Study material START

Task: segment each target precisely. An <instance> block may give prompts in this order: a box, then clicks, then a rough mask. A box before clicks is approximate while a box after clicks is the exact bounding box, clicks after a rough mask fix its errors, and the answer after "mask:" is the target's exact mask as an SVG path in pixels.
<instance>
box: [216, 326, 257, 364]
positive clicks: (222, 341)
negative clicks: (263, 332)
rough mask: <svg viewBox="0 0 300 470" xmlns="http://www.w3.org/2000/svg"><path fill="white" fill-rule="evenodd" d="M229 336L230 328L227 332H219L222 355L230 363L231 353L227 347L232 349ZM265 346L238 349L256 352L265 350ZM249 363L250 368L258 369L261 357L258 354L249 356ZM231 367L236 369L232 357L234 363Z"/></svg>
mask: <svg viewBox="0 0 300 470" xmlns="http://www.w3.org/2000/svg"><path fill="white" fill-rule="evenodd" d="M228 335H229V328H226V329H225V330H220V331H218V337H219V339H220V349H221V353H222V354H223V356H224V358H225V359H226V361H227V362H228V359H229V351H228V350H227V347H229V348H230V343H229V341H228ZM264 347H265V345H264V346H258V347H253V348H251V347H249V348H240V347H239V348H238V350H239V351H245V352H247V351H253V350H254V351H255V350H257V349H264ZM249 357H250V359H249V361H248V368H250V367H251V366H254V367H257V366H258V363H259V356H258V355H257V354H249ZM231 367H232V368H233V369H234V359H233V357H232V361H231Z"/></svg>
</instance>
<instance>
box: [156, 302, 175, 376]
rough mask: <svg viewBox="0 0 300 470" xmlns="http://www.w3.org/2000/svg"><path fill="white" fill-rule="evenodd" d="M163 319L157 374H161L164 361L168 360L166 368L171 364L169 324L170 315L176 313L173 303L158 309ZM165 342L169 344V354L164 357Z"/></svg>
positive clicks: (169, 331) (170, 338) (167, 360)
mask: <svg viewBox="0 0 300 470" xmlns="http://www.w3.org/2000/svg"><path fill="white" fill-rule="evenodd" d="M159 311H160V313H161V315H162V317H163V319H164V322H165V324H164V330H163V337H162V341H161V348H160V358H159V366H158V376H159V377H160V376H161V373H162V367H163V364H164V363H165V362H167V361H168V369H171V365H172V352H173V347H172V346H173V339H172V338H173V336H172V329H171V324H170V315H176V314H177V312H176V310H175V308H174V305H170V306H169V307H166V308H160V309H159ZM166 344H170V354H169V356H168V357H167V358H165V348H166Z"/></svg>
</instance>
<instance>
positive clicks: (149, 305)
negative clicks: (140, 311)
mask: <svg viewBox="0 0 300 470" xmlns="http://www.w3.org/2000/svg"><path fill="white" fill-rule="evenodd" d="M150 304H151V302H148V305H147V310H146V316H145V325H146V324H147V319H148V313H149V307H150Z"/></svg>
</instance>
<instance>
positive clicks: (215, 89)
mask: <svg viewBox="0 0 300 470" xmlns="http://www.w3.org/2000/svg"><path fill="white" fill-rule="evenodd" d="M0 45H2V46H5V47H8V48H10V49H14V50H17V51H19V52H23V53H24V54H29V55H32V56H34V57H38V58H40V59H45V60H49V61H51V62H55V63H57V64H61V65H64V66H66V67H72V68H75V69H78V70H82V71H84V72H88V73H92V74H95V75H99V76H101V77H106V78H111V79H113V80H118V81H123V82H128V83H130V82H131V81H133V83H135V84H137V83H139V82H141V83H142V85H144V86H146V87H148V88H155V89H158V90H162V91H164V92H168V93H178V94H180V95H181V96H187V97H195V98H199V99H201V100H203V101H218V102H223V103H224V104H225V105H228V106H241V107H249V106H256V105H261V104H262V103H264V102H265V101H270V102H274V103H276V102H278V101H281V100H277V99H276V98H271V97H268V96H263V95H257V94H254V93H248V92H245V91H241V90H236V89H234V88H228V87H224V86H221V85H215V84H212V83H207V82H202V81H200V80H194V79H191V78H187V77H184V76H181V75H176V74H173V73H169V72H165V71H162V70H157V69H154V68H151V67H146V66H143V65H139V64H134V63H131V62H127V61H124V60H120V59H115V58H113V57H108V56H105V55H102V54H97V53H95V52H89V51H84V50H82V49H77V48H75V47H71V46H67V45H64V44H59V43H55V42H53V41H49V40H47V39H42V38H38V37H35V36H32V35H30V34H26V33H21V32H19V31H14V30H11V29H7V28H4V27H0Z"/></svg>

Study material END

Instructions to follow:
Please retype the entries above in full, exactly as they stand.

Your solution:
Task: segment each target precisely. An <instance> block may give prompts in this order: a box, then clicks, then a rough mask. A box before clicks is approximate while a box after clicks is the exact bounding box, clicks after a rough mask fix its errors, and the answer after "mask:" is the target's exact mask as an SVG path in pixels.
<instance>
box: [216, 326, 257, 364]
positive clicks: (222, 341)
negative clicks: (263, 332)
rough mask: <svg viewBox="0 0 300 470" xmlns="http://www.w3.org/2000/svg"><path fill="white" fill-rule="evenodd" d="M229 336L230 328L227 332H219L222 355L230 363L231 353L227 347L232 349ZM265 346L238 349L256 352L265 350ZM249 363L250 368L258 369L261 357L258 354L249 356ZM231 367L236 369L232 357L234 363Z"/></svg>
mask: <svg viewBox="0 0 300 470" xmlns="http://www.w3.org/2000/svg"><path fill="white" fill-rule="evenodd" d="M228 335H229V328H226V329H225V330H220V331H218V337H219V339H220V349H221V353H222V354H223V356H224V358H225V359H226V361H227V362H228V359H229V351H228V350H227V347H229V348H230V343H229V341H228ZM264 347H265V345H264V346H258V347H253V348H251V347H249V348H240V347H239V348H238V350H239V351H245V352H247V351H253V350H254V351H255V350H257V349H264ZM249 357H250V359H249V361H248V368H250V367H251V366H254V367H257V366H258V363H259V356H258V355H257V354H249ZM231 367H232V368H233V369H234V359H233V357H232V361H231Z"/></svg>
</instance>
<instance>
box: [156, 302, 175, 376]
rough mask: <svg viewBox="0 0 300 470" xmlns="http://www.w3.org/2000/svg"><path fill="white" fill-rule="evenodd" d="M163 319L157 374H161L164 361L168 360L166 368L171 364L169 324L170 315L176 313L173 303L158 309ZM165 342L169 344V354L164 357Z"/></svg>
positive clicks: (169, 331) (170, 338) (167, 360)
mask: <svg viewBox="0 0 300 470" xmlns="http://www.w3.org/2000/svg"><path fill="white" fill-rule="evenodd" d="M159 311H160V313H161V315H162V317H163V319H164V322H165V324H164V330H163V337H162V341H161V348H160V358H159V366H158V376H159V377H160V376H161V373H162V367H163V364H164V363H165V362H167V361H168V369H171V365H172V352H173V347H172V346H173V339H172V338H173V336H172V329H171V324H170V315H176V314H177V312H176V310H175V308H174V305H170V306H169V307H166V308H160V309H159ZM166 344H170V354H169V356H168V357H167V358H165V348H166Z"/></svg>
</instance>
<instance>
positive clicks: (149, 305)
negative clicks: (140, 311)
mask: <svg viewBox="0 0 300 470" xmlns="http://www.w3.org/2000/svg"><path fill="white" fill-rule="evenodd" d="M150 304H151V302H148V305H147V310H146V316H145V325H146V324H147V319H148V313H149V307H150Z"/></svg>
</instance>
<instance>
positive clicks: (215, 89)
mask: <svg viewBox="0 0 300 470" xmlns="http://www.w3.org/2000/svg"><path fill="white" fill-rule="evenodd" d="M0 45H2V46H5V47H8V48H10V49H14V50H17V51H19V52H23V53H24V54H29V55H32V56H34V57H38V58H40V59H45V60H49V61H51V62H55V63H57V64H61V65H64V66H66V67H72V68H75V69H78V70H82V71H84V72H88V73H92V74H95V75H99V76H101V77H106V78H111V79H113V80H118V81H123V82H128V83H130V82H131V81H133V83H135V84H137V83H139V82H141V83H142V85H144V86H146V87H148V88H155V89H158V90H162V91H164V92H168V93H178V94H180V95H181V96H187V97H195V98H199V99H201V100H203V101H218V102H223V103H224V104H225V105H228V106H241V107H249V106H256V105H261V104H262V103H264V102H265V101H270V102H274V103H276V102H278V101H281V100H277V99H276V98H271V97H268V96H263V95H257V94H254V93H248V92H245V91H241V90H236V89H234V88H228V87H224V86H221V85H215V84H212V83H207V82H202V81H200V80H194V79H191V78H187V77H184V76H181V75H176V74H173V73H169V72H165V71H162V70H157V69H154V68H151V67H146V66H143V65H139V64H134V63H131V62H127V61H124V60H120V59H115V58H113V57H108V56H105V55H102V54H97V53H95V52H89V51H84V50H82V49H77V48H75V47H71V46H67V45H64V44H59V43H55V42H53V41H49V40H47V39H42V38H38V37H35V36H32V35H30V34H26V33H21V32H19V31H14V30H11V29H7V28H4V27H0Z"/></svg>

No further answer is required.